» **Items stored from a collection**:
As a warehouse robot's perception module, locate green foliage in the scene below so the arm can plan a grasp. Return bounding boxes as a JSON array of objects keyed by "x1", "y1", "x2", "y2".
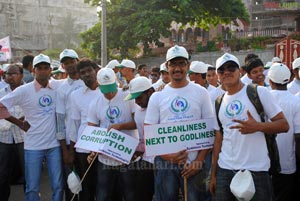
[
  {"x1": 196, "y1": 41, "x2": 218, "y2": 52},
  {"x1": 80, "y1": 0, "x2": 249, "y2": 58}
]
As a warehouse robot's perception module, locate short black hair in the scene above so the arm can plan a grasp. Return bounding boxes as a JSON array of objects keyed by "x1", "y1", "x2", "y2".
[
  {"x1": 244, "y1": 53, "x2": 258, "y2": 65},
  {"x1": 245, "y1": 58, "x2": 264, "y2": 73},
  {"x1": 22, "y1": 54, "x2": 34, "y2": 69},
  {"x1": 76, "y1": 58, "x2": 99, "y2": 72}
]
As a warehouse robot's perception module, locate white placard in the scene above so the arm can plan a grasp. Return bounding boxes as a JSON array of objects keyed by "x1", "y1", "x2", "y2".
[
  {"x1": 144, "y1": 119, "x2": 215, "y2": 156},
  {"x1": 75, "y1": 126, "x2": 139, "y2": 164}
]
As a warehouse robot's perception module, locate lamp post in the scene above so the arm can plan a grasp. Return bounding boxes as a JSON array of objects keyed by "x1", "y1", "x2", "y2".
[{"x1": 101, "y1": 0, "x2": 107, "y2": 67}]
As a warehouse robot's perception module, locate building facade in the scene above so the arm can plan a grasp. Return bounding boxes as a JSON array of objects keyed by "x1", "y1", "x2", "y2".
[{"x1": 0, "y1": 0, "x2": 98, "y2": 60}]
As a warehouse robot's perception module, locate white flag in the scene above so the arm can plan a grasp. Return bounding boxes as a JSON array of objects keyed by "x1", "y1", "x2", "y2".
[{"x1": 0, "y1": 36, "x2": 12, "y2": 60}]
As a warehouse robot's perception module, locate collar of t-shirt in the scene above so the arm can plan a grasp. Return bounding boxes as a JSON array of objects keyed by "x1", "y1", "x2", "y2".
[{"x1": 33, "y1": 79, "x2": 51, "y2": 91}]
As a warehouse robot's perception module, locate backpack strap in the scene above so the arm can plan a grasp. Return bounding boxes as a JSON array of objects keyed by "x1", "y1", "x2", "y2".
[
  {"x1": 247, "y1": 84, "x2": 265, "y2": 122},
  {"x1": 247, "y1": 84, "x2": 281, "y2": 175},
  {"x1": 215, "y1": 94, "x2": 225, "y2": 134}
]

» **Aim of the task**:
Can you quote the data above verbatim, starting at the line that contains "As a warehouse robot's perception module, locate building" and continuing through the final line of the data, with both of those lines included?

» **Solved exercise**:
As a warehouse robot's perception module, locate building facade in the scene above so the arm can plan a grasp. Return bounding boxes as a JSON array of objects keyed by "x1", "y1", "x2", "y2".
[{"x1": 0, "y1": 0, "x2": 98, "y2": 60}]
As a warehouse robot's perception module, locate white flag in the scene above so the arm can plan a grasp. Return bounding boxes as a JSON array of objects keyed by "x1", "y1", "x2", "y2".
[{"x1": 0, "y1": 36, "x2": 12, "y2": 60}]
As a warehouse robot's perception module, locate collar of t-shirt in the scene above so the arm can plan a grasp. Return bounding boxes as a JSON array of objects keyed by "x1", "y1", "x2", "y2".
[{"x1": 33, "y1": 79, "x2": 51, "y2": 91}]
As a warehouse robot's perception module, locate backpack strap in the scene above so the arm can plan a grasp. Return bounding boxes as a JSON array of objects keyed by "x1", "y1", "x2", "y2".
[
  {"x1": 247, "y1": 84, "x2": 265, "y2": 122},
  {"x1": 247, "y1": 84, "x2": 281, "y2": 175},
  {"x1": 215, "y1": 94, "x2": 225, "y2": 134}
]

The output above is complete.